◆ EXERCISE DESCRIPTION:
Copy the lines below word for word, from the line with "Task: If you could identify the woman with" up to and including the line with "point(620, 796)". Leave out every other line.

↓

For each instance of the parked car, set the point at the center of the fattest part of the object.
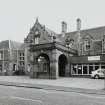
(99, 73)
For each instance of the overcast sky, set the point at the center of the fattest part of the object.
(18, 16)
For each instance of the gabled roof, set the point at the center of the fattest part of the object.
(9, 44)
(45, 32)
(97, 33)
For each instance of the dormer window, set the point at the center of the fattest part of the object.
(36, 40)
(87, 45)
(36, 37)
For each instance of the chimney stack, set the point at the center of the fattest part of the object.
(64, 28)
(78, 24)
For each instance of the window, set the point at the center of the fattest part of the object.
(36, 40)
(87, 45)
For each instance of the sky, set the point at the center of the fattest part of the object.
(18, 16)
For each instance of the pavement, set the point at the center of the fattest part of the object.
(80, 85)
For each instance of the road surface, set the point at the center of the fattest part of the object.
(10, 95)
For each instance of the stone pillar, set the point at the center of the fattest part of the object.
(10, 71)
(68, 68)
(34, 69)
(54, 65)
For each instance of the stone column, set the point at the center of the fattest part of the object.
(54, 65)
(34, 68)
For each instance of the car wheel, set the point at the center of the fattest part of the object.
(96, 76)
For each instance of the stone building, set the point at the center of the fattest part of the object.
(11, 58)
(67, 54)
(46, 54)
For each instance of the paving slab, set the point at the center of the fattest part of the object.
(81, 85)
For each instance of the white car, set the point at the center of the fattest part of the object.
(99, 73)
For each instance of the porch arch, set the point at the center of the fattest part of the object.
(62, 65)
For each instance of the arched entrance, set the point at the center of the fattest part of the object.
(62, 63)
(43, 65)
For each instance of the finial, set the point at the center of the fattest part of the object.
(37, 20)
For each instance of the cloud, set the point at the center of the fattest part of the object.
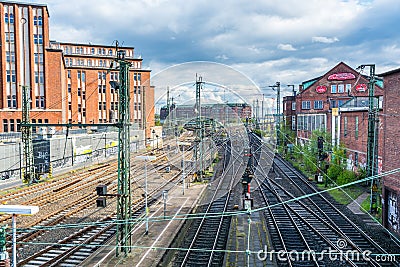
(257, 39)
(326, 40)
(286, 47)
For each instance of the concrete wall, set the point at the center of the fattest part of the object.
(77, 150)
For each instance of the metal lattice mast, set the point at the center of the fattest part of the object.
(372, 143)
(124, 212)
(29, 173)
(277, 86)
(199, 133)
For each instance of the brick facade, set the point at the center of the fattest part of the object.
(70, 83)
(335, 91)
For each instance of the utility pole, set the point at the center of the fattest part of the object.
(124, 202)
(29, 174)
(372, 142)
(199, 131)
(262, 113)
(277, 88)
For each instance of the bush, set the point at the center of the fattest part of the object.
(346, 177)
(334, 171)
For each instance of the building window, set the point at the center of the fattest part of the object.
(348, 87)
(333, 88)
(5, 125)
(318, 104)
(37, 20)
(9, 18)
(12, 126)
(38, 58)
(12, 101)
(10, 76)
(40, 101)
(9, 37)
(18, 125)
(38, 39)
(293, 123)
(305, 104)
(356, 128)
(39, 77)
(10, 56)
(341, 88)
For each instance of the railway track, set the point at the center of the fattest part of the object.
(207, 235)
(312, 224)
(72, 199)
(79, 245)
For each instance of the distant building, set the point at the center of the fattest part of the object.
(289, 112)
(217, 111)
(336, 103)
(69, 82)
(391, 151)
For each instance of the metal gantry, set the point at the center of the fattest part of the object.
(29, 171)
(277, 87)
(124, 212)
(372, 142)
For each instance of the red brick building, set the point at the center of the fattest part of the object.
(391, 151)
(289, 112)
(68, 82)
(337, 102)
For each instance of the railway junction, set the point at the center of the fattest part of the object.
(198, 223)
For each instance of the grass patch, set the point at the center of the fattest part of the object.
(365, 205)
(341, 197)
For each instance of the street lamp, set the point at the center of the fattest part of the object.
(146, 158)
(157, 140)
(183, 144)
(136, 142)
(153, 132)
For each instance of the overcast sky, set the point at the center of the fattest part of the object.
(268, 40)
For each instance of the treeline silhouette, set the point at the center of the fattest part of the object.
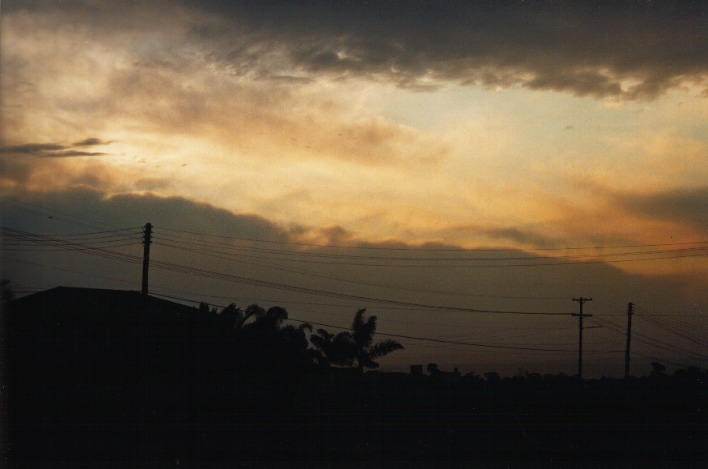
(100, 376)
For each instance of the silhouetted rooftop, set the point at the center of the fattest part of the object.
(101, 303)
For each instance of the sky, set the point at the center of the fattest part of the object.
(461, 169)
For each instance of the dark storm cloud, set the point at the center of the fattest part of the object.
(634, 50)
(32, 148)
(687, 206)
(54, 150)
(91, 141)
(585, 48)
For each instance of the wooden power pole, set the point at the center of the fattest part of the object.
(147, 239)
(580, 316)
(630, 311)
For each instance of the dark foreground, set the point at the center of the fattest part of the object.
(175, 394)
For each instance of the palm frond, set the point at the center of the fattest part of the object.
(383, 348)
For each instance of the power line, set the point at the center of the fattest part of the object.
(422, 249)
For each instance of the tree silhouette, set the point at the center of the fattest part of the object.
(365, 350)
(353, 348)
(333, 349)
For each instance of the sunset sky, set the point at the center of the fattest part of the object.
(477, 156)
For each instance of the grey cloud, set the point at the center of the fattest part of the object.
(53, 150)
(687, 206)
(633, 50)
(580, 48)
(32, 148)
(91, 141)
(176, 224)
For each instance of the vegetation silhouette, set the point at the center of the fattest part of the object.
(106, 376)
(353, 348)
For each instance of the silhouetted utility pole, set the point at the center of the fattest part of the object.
(630, 311)
(581, 300)
(147, 239)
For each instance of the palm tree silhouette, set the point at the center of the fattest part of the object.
(333, 349)
(365, 350)
(355, 348)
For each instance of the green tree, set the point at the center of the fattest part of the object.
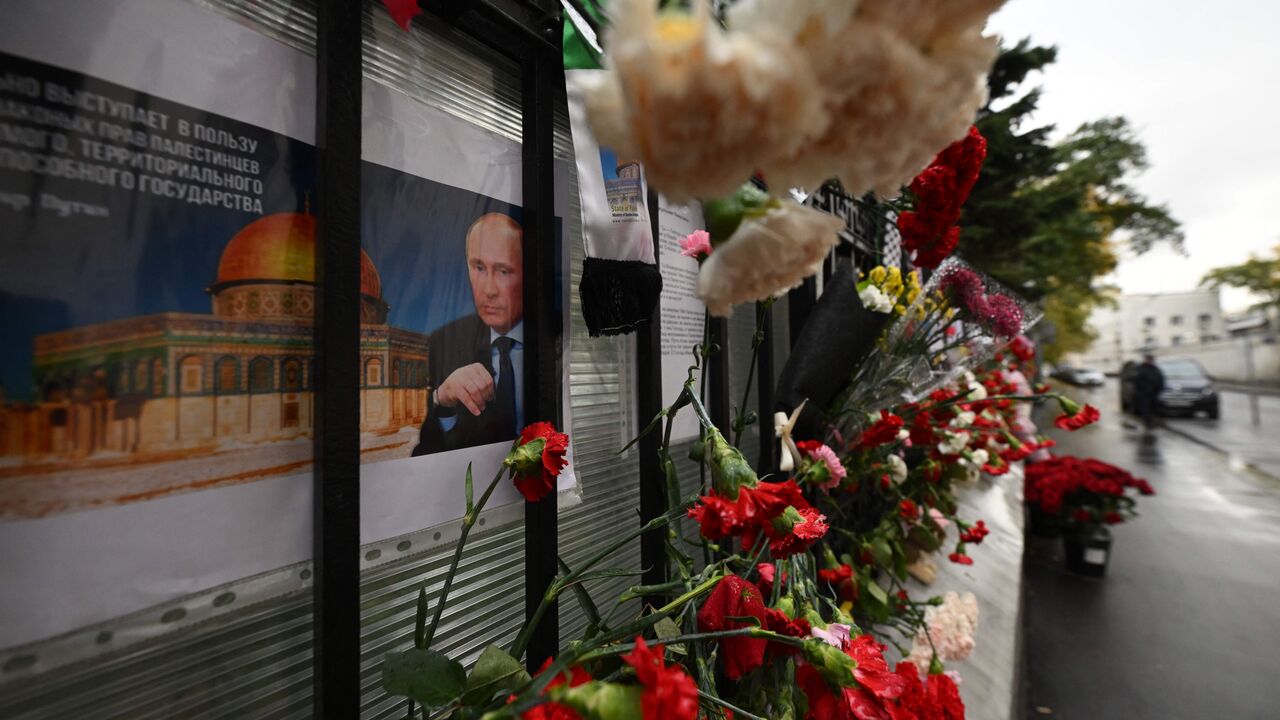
(1260, 276)
(1047, 218)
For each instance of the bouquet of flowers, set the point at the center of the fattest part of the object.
(955, 322)
(1080, 496)
(794, 587)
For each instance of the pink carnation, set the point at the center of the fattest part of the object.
(827, 456)
(696, 245)
(1004, 315)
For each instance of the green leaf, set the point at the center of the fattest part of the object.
(667, 628)
(420, 619)
(425, 675)
(882, 552)
(877, 592)
(470, 491)
(496, 671)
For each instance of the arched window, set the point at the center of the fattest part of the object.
(115, 379)
(261, 376)
(291, 374)
(140, 377)
(227, 376)
(191, 373)
(374, 372)
(158, 388)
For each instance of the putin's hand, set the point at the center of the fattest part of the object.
(470, 386)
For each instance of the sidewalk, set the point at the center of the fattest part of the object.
(1235, 436)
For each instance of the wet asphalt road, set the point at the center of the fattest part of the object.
(1187, 621)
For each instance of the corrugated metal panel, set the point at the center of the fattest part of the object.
(256, 662)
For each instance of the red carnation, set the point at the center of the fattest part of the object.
(777, 621)
(882, 431)
(976, 533)
(940, 192)
(735, 597)
(872, 671)
(1023, 349)
(402, 12)
(668, 691)
(945, 697)
(753, 513)
(1087, 415)
(795, 531)
(768, 574)
(717, 516)
(538, 460)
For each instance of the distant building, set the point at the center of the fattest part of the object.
(188, 382)
(1253, 323)
(1153, 323)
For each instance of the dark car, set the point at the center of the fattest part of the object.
(1188, 388)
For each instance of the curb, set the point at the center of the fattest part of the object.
(1203, 442)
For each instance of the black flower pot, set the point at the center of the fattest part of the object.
(1088, 555)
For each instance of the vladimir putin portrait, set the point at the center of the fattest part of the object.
(476, 363)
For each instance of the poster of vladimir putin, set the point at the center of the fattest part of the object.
(476, 361)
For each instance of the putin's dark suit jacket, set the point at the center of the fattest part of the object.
(458, 343)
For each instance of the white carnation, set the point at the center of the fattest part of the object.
(876, 299)
(801, 90)
(896, 468)
(951, 627)
(767, 255)
(700, 108)
(954, 443)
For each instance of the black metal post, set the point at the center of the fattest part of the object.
(764, 392)
(718, 402)
(336, 534)
(800, 302)
(653, 552)
(543, 80)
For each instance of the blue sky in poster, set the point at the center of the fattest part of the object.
(155, 254)
(608, 164)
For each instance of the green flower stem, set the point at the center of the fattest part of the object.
(759, 633)
(762, 310)
(469, 520)
(702, 588)
(552, 595)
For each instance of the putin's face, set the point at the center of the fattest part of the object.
(496, 270)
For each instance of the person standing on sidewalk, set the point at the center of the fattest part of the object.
(1147, 384)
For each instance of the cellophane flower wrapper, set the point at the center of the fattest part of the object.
(959, 320)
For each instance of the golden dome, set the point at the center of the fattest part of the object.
(282, 247)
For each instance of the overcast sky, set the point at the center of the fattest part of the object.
(1201, 83)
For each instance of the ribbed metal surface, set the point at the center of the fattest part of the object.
(256, 662)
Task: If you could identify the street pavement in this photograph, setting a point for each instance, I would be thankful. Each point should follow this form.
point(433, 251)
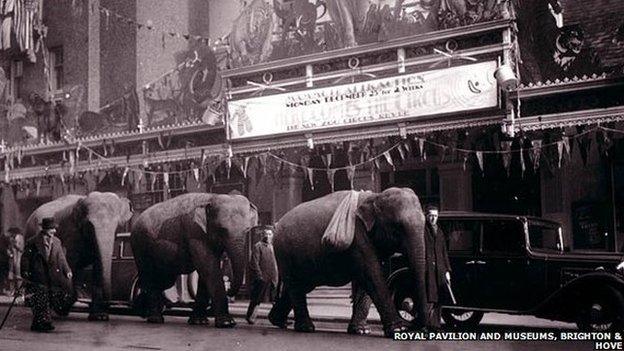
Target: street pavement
point(329, 310)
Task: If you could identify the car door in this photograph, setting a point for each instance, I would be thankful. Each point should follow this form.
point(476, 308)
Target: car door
point(462, 236)
point(505, 270)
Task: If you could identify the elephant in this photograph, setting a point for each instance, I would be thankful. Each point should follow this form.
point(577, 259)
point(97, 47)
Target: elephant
point(187, 233)
point(385, 223)
point(86, 227)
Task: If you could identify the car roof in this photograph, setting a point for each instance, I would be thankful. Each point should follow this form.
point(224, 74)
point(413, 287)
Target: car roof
point(482, 215)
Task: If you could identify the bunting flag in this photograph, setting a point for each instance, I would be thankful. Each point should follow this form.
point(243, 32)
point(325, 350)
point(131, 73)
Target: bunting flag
point(604, 142)
point(566, 145)
point(310, 173)
point(406, 146)
point(166, 180)
point(506, 155)
point(421, 148)
point(6, 170)
point(245, 166)
point(141, 174)
point(584, 144)
point(401, 152)
point(559, 151)
point(228, 166)
point(522, 165)
point(479, 155)
point(389, 158)
point(160, 143)
point(72, 163)
point(263, 160)
point(536, 151)
point(464, 160)
point(330, 176)
point(327, 160)
point(196, 175)
point(373, 175)
point(125, 174)
point(351, 175)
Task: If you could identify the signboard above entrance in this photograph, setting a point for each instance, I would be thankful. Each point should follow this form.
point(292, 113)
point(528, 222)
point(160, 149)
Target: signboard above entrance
point(405, 97)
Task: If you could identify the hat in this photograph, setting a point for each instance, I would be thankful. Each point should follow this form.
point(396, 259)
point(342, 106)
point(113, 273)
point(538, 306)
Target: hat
point(431, 207)
point(48, 223)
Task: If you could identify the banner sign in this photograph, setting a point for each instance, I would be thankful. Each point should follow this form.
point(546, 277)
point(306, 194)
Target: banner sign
point(455, 89)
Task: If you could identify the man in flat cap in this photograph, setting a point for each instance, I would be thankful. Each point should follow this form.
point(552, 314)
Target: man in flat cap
point(46, 273)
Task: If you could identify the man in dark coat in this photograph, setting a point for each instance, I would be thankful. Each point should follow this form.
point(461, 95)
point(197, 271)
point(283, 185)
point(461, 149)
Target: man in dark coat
point(46, 273)
point(437, 273)
point(263, 271)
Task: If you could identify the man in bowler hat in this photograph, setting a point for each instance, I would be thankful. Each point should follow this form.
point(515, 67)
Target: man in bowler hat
point(437, 272)
point(263, 271)
point(46, 274)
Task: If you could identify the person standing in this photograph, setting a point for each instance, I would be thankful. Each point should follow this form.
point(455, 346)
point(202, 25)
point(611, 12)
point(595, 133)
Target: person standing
point(437, 273)
point(46, 273)
point(15, 253)
point(263, 272)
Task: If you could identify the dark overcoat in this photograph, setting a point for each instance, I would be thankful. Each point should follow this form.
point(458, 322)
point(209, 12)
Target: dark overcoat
point(49, 272)
point(437, 263)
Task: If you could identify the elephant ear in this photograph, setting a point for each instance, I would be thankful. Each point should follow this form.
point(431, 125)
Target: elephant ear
point(366, 213)
point(200, 216)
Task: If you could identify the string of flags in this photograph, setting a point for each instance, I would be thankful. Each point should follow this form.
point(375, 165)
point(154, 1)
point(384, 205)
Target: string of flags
point(149, 25)
point(200, 170)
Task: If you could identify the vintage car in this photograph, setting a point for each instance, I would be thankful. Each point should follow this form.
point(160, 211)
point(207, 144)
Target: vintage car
point(520, 265)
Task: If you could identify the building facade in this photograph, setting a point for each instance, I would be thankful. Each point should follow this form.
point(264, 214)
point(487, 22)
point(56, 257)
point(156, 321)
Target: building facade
point(293, 82)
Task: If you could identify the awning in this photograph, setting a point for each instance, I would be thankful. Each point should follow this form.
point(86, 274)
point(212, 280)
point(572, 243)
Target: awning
point(570, 119)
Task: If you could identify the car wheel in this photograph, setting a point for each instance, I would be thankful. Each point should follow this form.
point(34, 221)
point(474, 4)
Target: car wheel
point(604, 311)
point(403, 301)
point(191, 284)
point(135, 290)
point(462, 318)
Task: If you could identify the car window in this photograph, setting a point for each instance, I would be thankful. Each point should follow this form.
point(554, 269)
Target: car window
point(503, 237)
point(117, 248)
point(543, 237)
point(460, 234)
point(126, 250)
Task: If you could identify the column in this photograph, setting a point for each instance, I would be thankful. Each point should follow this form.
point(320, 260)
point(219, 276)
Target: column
point(93, 82)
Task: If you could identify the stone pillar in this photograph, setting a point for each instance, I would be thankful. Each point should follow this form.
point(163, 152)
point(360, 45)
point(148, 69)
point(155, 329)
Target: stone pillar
point(93, 81)
point(455, 187)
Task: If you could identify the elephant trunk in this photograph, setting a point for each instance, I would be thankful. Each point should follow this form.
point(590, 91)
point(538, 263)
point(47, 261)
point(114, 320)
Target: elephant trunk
point(414, 249)
point(236, 254)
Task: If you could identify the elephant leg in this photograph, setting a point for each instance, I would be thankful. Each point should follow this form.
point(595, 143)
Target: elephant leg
point(361, 306)
point(199, 316)
point(155, 306)
point(303, 323)
point(280, 310)
point(210, 275)
point(371, 278)
point(98, 308)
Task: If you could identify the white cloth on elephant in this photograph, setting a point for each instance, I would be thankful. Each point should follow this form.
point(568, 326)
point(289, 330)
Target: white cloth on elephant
point(341, 229)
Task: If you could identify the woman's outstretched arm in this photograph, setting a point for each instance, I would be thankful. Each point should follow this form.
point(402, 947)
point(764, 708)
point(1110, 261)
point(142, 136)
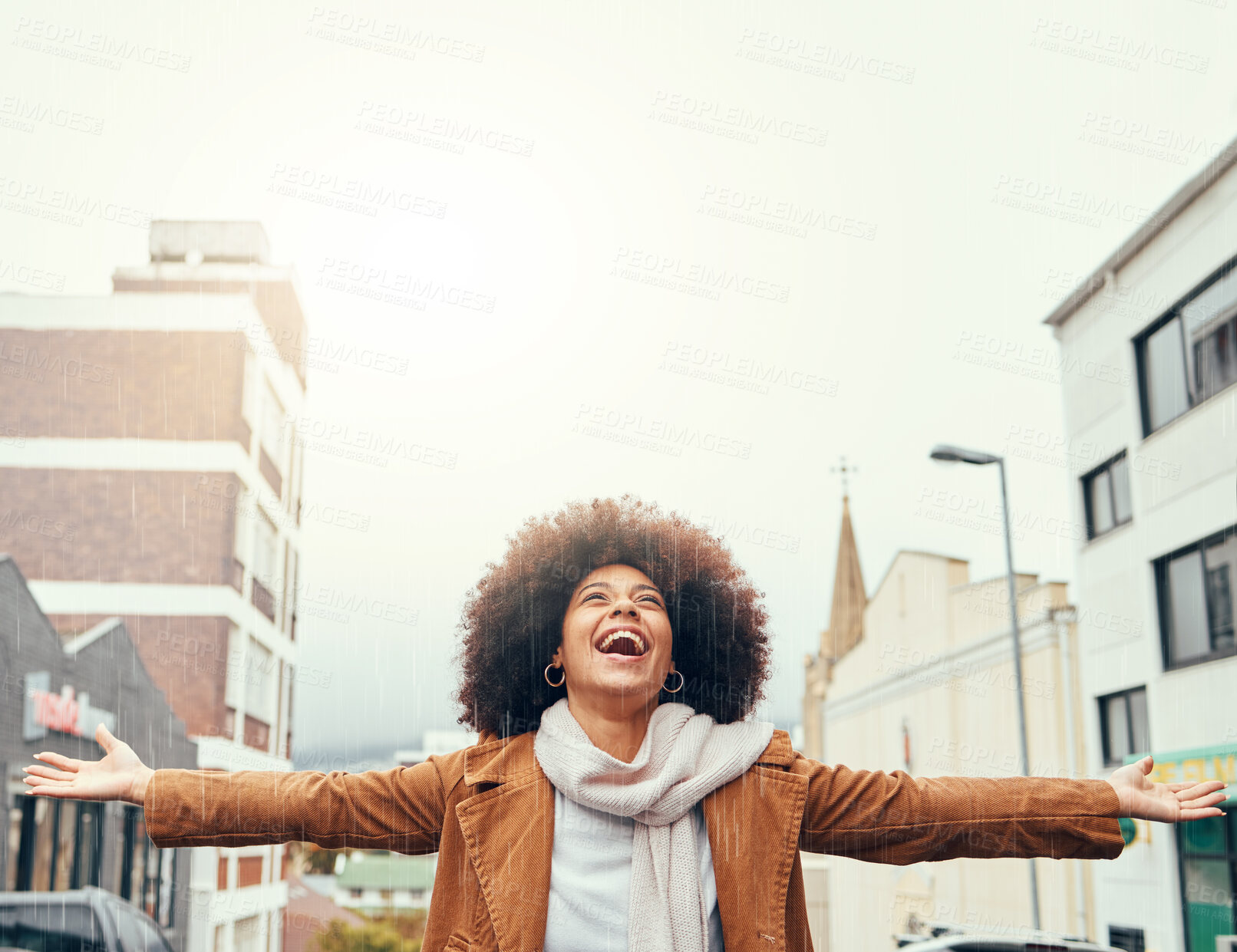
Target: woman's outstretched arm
point(398, 810)
point(893, 818)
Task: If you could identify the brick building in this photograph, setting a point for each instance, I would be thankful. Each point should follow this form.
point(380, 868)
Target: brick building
point(149, 471)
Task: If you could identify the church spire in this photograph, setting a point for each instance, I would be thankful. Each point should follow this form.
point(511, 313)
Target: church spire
point(850, 598)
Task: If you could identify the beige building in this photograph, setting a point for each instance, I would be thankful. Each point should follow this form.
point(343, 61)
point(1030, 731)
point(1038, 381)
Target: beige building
point(922, 680)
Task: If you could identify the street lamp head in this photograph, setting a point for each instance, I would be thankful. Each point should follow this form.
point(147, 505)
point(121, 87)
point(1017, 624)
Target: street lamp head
point(945, 453)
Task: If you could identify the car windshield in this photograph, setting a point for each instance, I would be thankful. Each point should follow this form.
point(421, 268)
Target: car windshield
point(52, 926)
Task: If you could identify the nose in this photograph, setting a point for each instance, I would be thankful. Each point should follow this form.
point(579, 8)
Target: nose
point(625, 604)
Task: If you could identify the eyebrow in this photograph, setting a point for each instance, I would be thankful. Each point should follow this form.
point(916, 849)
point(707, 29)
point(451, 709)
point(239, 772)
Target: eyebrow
point(635, 588)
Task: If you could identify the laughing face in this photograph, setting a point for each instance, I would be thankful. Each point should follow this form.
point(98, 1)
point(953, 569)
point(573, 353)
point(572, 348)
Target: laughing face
point(616, 637)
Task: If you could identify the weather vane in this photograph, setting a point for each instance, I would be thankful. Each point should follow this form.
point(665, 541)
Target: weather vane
point(844, 470)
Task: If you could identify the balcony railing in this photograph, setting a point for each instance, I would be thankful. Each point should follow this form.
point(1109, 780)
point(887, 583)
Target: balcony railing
point(262, 600)
point(234, 570)
point(258, 733)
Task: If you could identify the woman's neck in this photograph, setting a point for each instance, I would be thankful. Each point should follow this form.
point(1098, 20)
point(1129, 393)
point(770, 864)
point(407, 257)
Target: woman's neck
point(615, 725)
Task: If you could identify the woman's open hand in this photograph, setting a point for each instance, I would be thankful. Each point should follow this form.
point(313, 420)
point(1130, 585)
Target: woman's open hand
point(120, 776)
point(1168, 802)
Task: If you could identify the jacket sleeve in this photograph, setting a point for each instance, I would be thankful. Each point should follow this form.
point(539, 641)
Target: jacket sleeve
point(398, 810)
point(893, 818)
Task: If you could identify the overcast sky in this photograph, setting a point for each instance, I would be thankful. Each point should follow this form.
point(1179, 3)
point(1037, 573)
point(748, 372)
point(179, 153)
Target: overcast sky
point(913, 188)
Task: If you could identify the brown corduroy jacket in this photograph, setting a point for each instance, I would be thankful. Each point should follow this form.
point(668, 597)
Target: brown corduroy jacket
point(489, 812)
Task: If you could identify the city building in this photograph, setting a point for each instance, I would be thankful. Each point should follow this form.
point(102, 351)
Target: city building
point(376, 881)
point(919, 678)
point(150, 471)
point(436, 742)
point(54, 695)
point(309, 913)
point(1148, 361)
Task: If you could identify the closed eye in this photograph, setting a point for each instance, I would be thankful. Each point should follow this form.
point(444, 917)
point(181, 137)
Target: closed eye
point(602, 595)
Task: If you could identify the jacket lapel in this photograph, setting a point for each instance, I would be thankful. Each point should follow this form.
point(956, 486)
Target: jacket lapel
point(510, 834)
point(754, 835)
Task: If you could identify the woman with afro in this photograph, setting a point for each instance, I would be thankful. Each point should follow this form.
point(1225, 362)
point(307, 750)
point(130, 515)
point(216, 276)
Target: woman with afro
point(620, 796)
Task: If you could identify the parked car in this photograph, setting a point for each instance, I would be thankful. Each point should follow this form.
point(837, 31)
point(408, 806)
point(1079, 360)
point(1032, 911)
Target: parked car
point(981, 942)
point(77, 920)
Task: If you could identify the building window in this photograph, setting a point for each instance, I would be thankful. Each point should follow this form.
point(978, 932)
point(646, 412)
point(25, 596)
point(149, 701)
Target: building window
point(1195, 591)
point(1208, 853)
point(1106, 496)
point(272, 427)
point(1126, 937)
point(260, 683)
point(1192, 354)
point(1123, 725)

↑

◆ SOLUTION TO THE PROBLEM:
Task: If you could identify the woman with afro in this photograph, setting a point for each instance, I would be thankful. Each point should follow this form.
point(1225, 362)
point(307, 750)
point(130, 515)
point(216, 276)
Target: woman with afro
point(620, 796)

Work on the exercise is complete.